(Collected data)
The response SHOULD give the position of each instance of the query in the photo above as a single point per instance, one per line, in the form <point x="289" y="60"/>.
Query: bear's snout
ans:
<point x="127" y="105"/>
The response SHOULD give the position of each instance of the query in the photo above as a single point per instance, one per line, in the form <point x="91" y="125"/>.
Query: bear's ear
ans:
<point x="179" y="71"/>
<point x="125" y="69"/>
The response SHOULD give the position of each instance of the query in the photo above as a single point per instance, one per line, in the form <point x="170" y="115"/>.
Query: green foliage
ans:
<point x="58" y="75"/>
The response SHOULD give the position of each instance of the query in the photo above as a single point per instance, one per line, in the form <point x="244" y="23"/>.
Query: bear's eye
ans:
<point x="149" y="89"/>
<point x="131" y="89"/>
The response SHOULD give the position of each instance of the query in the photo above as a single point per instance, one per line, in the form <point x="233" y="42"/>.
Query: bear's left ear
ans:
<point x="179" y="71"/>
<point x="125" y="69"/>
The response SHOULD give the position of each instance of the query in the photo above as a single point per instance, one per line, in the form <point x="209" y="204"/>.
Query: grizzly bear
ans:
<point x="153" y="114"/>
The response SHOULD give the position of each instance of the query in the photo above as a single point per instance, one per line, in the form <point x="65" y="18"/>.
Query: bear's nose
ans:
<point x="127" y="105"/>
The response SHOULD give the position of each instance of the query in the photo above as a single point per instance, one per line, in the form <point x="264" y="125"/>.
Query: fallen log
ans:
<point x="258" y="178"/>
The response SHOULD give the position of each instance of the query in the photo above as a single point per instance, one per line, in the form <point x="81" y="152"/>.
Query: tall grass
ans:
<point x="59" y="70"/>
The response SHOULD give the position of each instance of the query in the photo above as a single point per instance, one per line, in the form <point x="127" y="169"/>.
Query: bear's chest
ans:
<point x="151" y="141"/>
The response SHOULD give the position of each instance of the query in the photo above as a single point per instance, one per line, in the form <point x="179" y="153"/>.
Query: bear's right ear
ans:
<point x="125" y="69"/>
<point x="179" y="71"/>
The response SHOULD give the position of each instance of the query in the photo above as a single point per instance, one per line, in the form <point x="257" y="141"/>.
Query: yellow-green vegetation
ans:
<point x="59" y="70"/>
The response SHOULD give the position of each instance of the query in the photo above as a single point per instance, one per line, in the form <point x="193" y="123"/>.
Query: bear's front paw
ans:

**Task objective:** From the first line of the data through the line with "Query: bear's ear", quote each line exactly and add nothing else.

**Result of the task:**
The response SHOULD give the position of each instance of the query in the photo above as a single point per instance, one per line, in the form <point x="289" y="60"/>.
Query: bear's snout
ans:
<point x="127" y="105"/>
The response SHOULD give the position of each instance of the query in the photo above as a single point per instance, one per line, in the form <point x="91" y="125"/>.
Query: bear's ear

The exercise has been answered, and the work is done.